Goal of the exercise: Count the lines in the records below that contain the string "pants", matching case exactly, and give only the number.

Region labeling records
• • •

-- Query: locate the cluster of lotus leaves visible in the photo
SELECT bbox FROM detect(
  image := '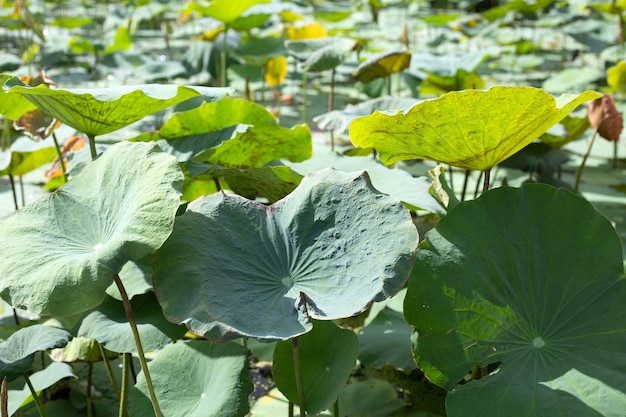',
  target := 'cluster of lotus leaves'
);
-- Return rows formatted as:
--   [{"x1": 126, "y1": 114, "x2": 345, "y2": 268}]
[
  {"x1": 404, "y1": 184, "x2": 626, "y2": 417},
  {"x1": 152, "y1": 169, "x2": 418, "y2": 341},
  {"x1": 350, "y1": 86, "x2": 601, "y2": 170}
]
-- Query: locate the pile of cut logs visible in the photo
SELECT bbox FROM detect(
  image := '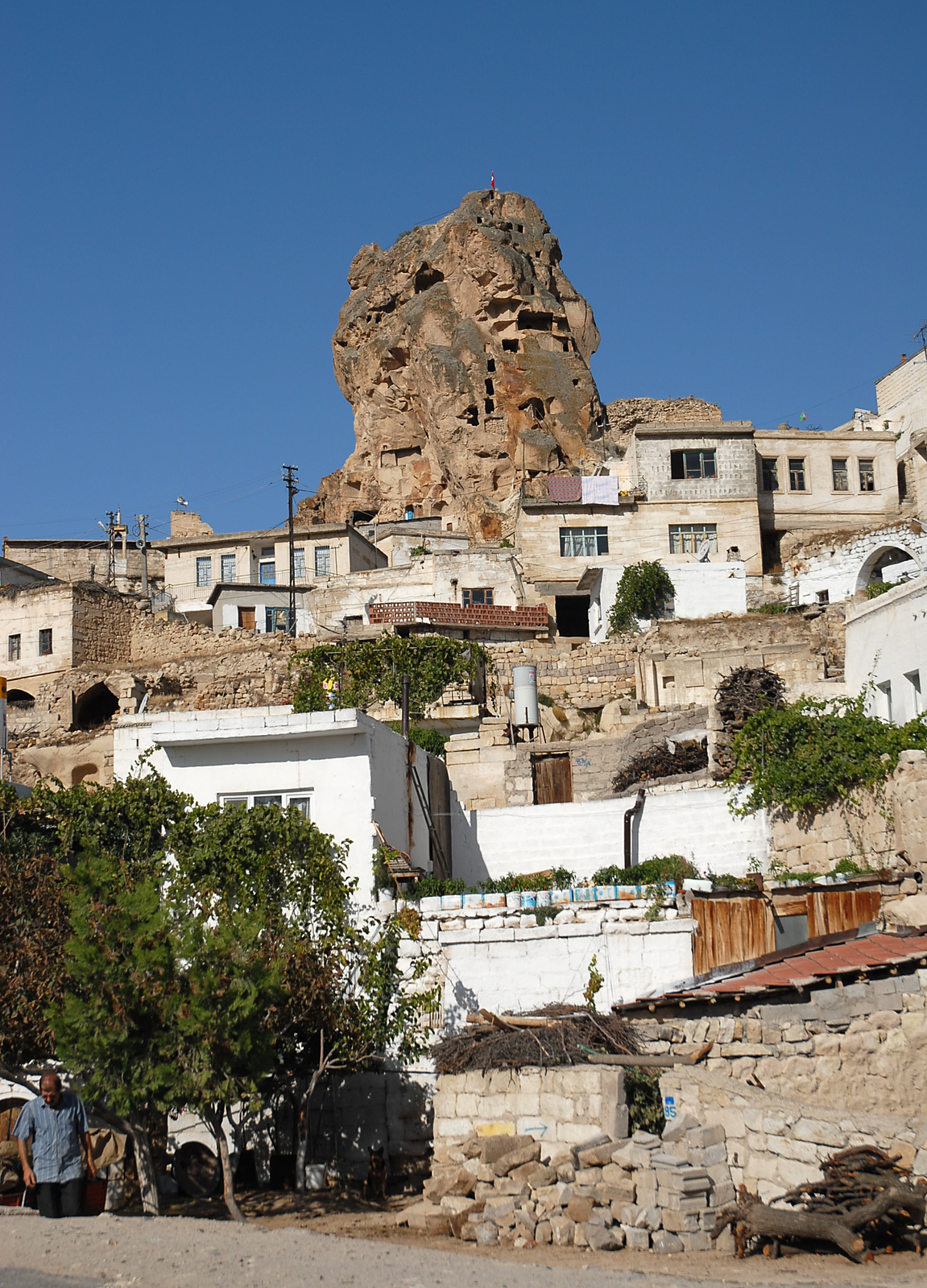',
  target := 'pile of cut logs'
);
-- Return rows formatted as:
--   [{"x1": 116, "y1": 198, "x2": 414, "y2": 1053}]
[{"x1": 712, "y1": 1145, "x2": 927, "y2": 1261}]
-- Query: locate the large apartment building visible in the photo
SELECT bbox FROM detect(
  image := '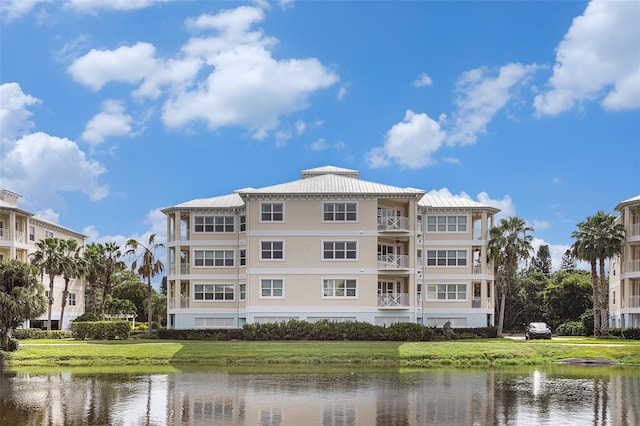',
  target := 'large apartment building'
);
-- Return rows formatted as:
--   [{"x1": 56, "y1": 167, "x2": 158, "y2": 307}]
[
  {"x1": 0, "y1": 188, "x2": 86, "y2": 330},
  {"x1": 609, "y1": 195, "x2": 640, "y2": 328},
  {"x1": 163, "y1": 166, "x2": 499, "y2": 329}
]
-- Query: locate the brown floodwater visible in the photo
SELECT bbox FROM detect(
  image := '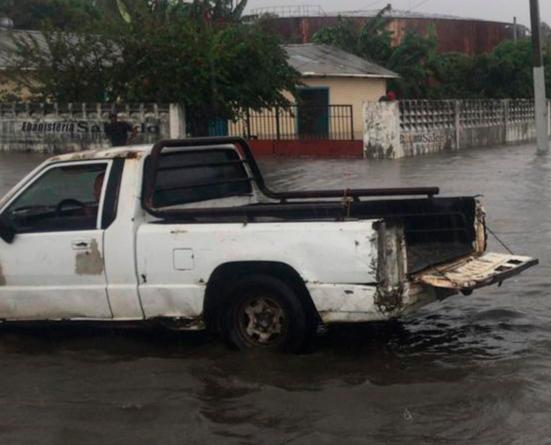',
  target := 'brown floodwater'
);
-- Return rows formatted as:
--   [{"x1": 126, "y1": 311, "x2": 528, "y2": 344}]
[{"x1": 0, "y1": 146, "x2": 551, "y2": 445}]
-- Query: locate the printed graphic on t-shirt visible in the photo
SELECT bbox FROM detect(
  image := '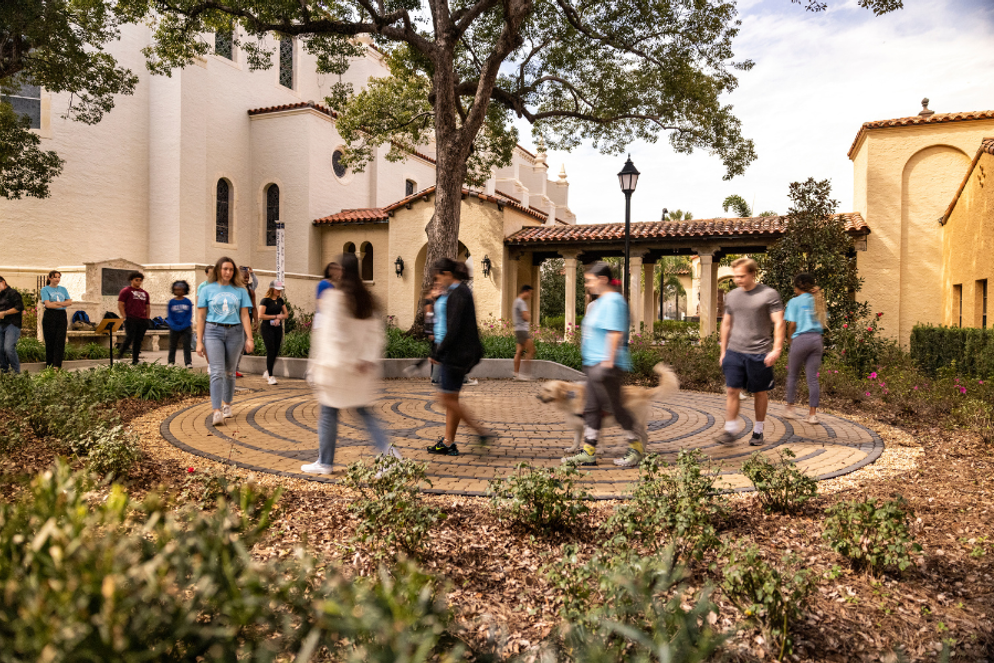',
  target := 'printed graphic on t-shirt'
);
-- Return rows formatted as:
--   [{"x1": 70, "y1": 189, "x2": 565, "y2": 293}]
[{"x1": 210, "y1": 292, "x2": 241, "y2": 318}]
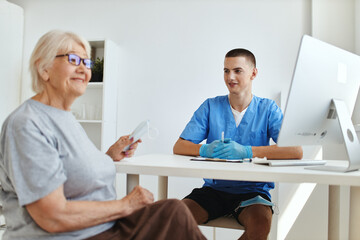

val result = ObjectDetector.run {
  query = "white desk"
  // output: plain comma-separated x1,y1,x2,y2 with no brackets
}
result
115,154,360,239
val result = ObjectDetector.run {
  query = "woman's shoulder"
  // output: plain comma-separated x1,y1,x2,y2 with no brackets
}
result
3,100,41,133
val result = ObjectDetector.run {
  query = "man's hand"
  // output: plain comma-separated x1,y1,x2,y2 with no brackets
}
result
213,139,253,159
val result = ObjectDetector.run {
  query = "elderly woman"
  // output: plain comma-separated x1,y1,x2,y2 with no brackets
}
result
0,31,205,239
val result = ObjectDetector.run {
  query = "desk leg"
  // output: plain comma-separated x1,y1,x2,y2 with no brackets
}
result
349,187,360,239
158,176,168,200
126,174,139,194
328,185,350,240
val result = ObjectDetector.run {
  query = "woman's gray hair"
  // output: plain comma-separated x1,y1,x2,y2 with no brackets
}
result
29,30,91,93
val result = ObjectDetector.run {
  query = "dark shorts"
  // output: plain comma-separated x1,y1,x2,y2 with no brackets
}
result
185,187,274,224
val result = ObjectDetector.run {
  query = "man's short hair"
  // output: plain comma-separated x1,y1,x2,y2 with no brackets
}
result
225,48,256,67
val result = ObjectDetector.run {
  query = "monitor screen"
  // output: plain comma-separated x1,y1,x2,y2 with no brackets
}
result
278,35,360,172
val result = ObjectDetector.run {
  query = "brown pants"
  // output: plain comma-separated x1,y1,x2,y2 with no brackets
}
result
87,199,206,240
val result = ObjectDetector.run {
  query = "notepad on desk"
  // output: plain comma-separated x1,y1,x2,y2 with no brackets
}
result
253,158,326,167
190,157,251,163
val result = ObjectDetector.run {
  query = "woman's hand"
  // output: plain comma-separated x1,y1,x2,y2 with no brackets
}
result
106,135,141,161
122,186,154,214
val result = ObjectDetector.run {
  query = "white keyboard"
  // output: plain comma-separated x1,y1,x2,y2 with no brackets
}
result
253,158,326,167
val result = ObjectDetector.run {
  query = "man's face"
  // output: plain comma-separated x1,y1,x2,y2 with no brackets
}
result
224,57,257,94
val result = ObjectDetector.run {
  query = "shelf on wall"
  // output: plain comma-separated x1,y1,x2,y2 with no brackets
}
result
87,82,104,89
78,120,102,123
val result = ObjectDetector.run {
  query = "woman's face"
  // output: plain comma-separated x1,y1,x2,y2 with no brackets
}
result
41,41,91,99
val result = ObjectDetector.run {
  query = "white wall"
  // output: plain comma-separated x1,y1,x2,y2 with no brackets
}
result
0,0,24,126
355,0,360,55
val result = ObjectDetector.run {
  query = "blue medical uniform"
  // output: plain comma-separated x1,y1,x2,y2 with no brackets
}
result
180,95,283,198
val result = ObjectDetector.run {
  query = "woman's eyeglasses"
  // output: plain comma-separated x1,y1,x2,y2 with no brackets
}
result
55,53,94,69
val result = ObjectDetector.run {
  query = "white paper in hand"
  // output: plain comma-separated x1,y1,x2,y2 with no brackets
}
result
123,120,149,152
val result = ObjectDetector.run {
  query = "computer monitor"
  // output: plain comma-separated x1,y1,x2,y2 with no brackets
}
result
278,35,360,172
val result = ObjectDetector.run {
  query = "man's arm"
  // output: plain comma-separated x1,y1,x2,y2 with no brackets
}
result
251,145,303,159
173,138,201,156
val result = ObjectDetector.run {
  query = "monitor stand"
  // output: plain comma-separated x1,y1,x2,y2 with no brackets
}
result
306,99,360,172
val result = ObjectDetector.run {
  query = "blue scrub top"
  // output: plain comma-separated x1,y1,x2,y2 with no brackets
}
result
180,95,283,198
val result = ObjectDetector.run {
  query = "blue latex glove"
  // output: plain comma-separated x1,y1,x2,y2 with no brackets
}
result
199,140,223,158
213,139,252,159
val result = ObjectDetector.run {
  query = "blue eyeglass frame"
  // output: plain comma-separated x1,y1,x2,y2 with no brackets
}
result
55,53,94,69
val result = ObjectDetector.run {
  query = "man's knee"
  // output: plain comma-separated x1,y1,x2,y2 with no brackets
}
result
239,205,272,239
182,198,209,224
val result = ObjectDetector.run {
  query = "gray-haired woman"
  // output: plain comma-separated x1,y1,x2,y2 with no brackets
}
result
0,31,205,239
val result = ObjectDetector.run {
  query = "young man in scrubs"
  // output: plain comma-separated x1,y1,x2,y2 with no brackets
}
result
174,49,302,239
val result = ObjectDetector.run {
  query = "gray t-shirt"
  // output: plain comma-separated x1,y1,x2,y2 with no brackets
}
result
0,99,116,240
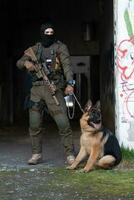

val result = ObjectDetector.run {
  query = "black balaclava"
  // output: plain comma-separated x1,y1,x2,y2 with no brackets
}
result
40,23,56,47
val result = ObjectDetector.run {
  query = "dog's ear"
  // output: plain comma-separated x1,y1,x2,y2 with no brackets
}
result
95,100,101,110
84,99,92,112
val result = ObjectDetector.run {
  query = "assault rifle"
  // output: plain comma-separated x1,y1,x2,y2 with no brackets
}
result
24,47,59,105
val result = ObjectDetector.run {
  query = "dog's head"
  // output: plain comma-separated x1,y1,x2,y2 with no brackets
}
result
84,100,101,127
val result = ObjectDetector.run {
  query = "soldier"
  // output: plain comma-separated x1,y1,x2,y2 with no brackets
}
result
16,23,75,164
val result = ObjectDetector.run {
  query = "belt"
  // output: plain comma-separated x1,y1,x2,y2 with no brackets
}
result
32,81,46,86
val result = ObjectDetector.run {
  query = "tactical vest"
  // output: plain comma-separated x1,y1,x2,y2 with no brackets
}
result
32,41,65,88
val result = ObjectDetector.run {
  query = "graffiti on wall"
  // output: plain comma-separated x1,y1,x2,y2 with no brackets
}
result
117,37,134,119
116,0,134,145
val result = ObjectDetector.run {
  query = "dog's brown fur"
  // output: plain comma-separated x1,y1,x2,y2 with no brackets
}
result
68,102,121,172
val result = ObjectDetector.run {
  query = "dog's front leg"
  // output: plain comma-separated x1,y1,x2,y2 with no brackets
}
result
83,146,100,172
67,147,87,169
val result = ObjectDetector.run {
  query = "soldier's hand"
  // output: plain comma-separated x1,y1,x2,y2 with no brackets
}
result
24,60,35,71
64,85,74,95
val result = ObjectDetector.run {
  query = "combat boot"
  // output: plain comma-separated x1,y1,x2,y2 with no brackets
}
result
28,154,42,165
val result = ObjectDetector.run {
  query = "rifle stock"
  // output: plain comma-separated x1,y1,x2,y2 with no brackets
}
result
24,47,59,105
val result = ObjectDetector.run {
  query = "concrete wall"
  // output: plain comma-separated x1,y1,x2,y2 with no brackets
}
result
0,0,99,123
114,0,134,149
100,0,115,131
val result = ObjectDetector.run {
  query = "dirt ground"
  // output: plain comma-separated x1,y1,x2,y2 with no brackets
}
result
0,124,134,200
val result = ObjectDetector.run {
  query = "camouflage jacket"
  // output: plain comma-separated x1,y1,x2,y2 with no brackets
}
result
16,41,73,87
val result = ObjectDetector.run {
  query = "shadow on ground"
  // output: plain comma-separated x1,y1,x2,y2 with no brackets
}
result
0,124,134,200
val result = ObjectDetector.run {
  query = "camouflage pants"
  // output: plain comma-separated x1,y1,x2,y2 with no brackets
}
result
29,85,74,155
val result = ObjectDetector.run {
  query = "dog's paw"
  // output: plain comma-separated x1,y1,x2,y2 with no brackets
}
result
83,167,92,173
66,165,75,170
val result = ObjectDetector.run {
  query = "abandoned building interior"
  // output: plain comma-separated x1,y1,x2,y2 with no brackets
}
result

• • •

Solution to the exercise: 2